◆ TEXT PROVIDED
-- START --
Season 7 of Game of Thrones is finally over and, while some important questions were answered (Jon Snow’s real parents!), many more are still unanswered (who will sit on the Iron Throne!). There is, in fact, a whole industry out there of recaps, blogs, podcasts, Facebook pages, Twitter accounts, and Reddit forums dedicated to predict not only what will happen in each individual episode, but also how the show will end.
Prophecies in Game of Thrones
A great deal of sleuthing relies upon the prophecies and visions that George R.R. Martin himself has written in his books, many of them also included in the TV show. In season 1, for example, Daenerys’ son with Khal Drogo is seen by the Dosh Khaleen (the widows of dead Dothraki Khals) as fulfilling the prophecy of the Stallion Who Mounts the World, the “Khal of Khals” who will finally unify the various Dothraki tribes. In season 4, a young Cersei Lannister received a prophecy from a witch in which she was told that all of her children would die, something that came to be true:
Bran Stark, in his new role as the Three-Eyed Raven can see not only all of the past, but also has glimpses of the future: in season 4 he had a vision of a dragon flying over King’s Landing, and in season 6, he saw the wildfire explosion plotted by Cersei and Qyburn that destroyed the Great Sept of Baelor before it happened. The most important prophecies throughout the book and the TV show though, and key to determine how Game of Thrones will end, are the ones that talk refer to “the prince that was promised,” the one who will save the world from darkness, Azor Ahai:
There will come a day after a long summer when the stars bleed and the cold breath of darkness falls heavy on the world. In this dread hour a warrior shall draw from the fire a burning sword. And that sword shall be Lightbringer, the Red Sword of Heroes, and he who clasps it shall be Azor Ahai come again, and the darkness shall flee before him
(A Clash of Kings ch. 10)
-- END --
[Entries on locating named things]
-- START --
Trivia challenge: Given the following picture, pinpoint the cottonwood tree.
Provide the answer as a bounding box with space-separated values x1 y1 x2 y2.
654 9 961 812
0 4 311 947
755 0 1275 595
-- END --
◆ GIVEN INSTRUCTION 1
Do these statements agree with the text about Game of Thrones prophecies? (a) In season 4, Bran had a vision of a dragon flying over King’s Landing. (b) Cersei received her prophecy from the Dosh Khaleen. (c) The Stallion Who Mounts the World is described as the one who will unify the Dothraki tribes. Answer yes or no for each, quoting the deciding words of the text.
◆ GIVEN INSTRUCTION 2
According to the text about Game of Thrones prophecies, who plotted the wildfire explosion that destroyed the Great Sept of Baelor?
◆ GIVEN INSTRUCTION 3
Copy word for word the stretch of the text about Game of Thrones prophecies from "Season 7 of" through "show will end.".

◆ RIGHT ANSWER 1
(a) Yes: "in season 4 he had a vision of a dragon flying over King’s Landing"
(b) No: "a young Cersei Lannister received a prophecy from a witch"
(c) Yes: "the “Khal of Khals” who will finally unify the various Dothraki tribes"

◆ RIGHT ANSWER 2
Cersei and Qyburn.

◆ RIGHT ANSWER 3
Season 7 of Game of Thrones is finally over and, while some important questions were answered (Jon Snow’s real parents!), many more are still unanswered (who will sit on the Iron Throne!). There is, in fact, a whole industry out there of recaps, blogs, podcasts, Facebook pages, Twitter accounts, and Reddit forums dedicated to predict not only what will happen in each individual episode, but also how the show will end.